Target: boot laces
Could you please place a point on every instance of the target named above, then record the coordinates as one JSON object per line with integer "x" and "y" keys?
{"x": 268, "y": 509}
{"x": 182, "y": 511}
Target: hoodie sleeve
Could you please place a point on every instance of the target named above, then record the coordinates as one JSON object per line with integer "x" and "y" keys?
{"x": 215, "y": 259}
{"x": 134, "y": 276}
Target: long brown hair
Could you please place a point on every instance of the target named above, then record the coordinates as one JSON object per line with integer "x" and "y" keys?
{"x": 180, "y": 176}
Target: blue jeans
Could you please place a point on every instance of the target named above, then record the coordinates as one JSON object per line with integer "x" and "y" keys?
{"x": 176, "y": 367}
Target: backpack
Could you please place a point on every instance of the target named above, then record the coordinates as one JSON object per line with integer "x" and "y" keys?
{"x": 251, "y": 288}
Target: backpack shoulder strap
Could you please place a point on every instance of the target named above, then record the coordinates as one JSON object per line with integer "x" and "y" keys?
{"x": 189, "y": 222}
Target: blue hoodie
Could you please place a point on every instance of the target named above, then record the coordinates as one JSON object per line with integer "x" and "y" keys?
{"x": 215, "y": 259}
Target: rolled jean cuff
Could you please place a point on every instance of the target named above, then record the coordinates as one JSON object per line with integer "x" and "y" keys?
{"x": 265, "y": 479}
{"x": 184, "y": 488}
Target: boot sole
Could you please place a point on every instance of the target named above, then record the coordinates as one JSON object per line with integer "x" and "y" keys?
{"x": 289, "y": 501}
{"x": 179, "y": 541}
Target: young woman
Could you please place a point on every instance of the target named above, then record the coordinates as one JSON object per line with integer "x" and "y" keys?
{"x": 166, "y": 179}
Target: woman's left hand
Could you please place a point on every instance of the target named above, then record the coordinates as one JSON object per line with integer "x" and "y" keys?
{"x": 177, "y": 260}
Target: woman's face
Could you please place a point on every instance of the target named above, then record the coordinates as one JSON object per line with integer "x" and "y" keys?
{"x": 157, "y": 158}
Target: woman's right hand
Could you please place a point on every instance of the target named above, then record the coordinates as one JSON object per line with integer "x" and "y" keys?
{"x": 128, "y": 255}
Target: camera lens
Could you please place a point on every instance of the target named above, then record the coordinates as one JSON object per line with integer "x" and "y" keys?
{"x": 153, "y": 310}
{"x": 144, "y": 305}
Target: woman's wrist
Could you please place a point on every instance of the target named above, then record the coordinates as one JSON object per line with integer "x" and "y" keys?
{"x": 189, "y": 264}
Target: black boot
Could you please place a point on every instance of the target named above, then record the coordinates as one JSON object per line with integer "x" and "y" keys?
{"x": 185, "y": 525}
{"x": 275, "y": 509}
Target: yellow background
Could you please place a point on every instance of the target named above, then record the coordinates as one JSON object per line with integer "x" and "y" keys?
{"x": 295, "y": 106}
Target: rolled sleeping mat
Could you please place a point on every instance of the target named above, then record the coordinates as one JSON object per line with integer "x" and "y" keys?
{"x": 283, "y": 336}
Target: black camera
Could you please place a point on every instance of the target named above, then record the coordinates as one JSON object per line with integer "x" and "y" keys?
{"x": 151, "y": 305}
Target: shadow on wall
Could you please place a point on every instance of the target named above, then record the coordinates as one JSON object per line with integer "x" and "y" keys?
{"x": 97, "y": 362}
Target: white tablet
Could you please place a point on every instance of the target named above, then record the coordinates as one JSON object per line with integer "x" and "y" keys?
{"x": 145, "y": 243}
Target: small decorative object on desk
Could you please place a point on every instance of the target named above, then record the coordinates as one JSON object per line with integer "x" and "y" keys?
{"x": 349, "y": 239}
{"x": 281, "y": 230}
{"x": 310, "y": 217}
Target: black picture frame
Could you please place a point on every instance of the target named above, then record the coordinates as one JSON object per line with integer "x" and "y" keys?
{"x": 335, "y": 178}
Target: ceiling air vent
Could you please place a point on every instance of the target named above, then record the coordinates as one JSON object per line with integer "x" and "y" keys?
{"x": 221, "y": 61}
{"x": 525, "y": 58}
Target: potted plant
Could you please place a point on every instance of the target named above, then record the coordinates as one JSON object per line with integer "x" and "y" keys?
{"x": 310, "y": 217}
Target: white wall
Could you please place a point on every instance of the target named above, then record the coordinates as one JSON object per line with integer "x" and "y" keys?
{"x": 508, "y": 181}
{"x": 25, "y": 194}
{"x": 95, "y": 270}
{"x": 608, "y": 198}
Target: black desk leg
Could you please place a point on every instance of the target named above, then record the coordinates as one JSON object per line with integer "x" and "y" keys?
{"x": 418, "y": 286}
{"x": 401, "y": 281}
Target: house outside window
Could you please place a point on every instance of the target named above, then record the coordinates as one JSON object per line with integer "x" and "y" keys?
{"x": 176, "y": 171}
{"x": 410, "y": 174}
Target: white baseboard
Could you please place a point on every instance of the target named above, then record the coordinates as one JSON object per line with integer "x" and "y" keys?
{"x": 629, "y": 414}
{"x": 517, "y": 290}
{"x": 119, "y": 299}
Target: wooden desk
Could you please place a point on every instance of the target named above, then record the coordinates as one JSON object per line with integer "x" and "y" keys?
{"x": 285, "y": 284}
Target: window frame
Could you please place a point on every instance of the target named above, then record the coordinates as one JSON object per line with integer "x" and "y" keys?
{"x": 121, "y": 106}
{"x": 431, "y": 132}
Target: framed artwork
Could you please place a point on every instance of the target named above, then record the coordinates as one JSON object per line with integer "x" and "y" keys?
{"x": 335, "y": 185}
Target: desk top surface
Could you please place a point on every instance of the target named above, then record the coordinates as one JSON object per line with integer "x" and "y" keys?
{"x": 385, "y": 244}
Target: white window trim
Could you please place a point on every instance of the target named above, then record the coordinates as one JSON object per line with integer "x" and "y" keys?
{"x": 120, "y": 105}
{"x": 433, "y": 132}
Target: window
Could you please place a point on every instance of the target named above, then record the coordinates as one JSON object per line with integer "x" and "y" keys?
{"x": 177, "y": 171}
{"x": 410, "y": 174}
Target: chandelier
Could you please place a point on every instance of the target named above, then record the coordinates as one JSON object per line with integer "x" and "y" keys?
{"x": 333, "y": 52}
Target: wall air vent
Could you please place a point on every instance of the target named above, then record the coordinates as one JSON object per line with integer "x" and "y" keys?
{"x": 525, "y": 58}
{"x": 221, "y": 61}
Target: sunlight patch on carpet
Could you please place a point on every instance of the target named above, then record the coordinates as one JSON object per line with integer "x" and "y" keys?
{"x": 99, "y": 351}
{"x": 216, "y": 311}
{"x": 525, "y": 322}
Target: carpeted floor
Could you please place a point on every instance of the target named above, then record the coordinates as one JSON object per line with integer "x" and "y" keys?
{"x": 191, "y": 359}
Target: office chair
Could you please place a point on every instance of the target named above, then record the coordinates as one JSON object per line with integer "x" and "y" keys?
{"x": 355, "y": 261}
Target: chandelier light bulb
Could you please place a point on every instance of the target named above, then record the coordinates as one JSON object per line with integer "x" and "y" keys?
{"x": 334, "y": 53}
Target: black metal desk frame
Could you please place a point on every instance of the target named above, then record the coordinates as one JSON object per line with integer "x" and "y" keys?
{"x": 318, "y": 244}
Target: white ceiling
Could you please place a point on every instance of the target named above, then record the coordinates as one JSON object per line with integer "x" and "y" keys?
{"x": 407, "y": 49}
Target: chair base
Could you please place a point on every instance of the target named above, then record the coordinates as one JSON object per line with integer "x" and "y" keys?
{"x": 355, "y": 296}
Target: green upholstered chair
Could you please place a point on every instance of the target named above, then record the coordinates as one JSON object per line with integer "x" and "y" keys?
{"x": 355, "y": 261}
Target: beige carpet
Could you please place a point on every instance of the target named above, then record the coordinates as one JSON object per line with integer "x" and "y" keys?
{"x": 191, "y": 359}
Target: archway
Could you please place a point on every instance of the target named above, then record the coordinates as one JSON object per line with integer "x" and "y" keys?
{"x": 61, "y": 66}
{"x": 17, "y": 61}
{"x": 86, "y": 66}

##########

WHAT TO DO
Across all the records above, count the lines that contain "window" and reply with only the number.

EXERCISE ANSWER
4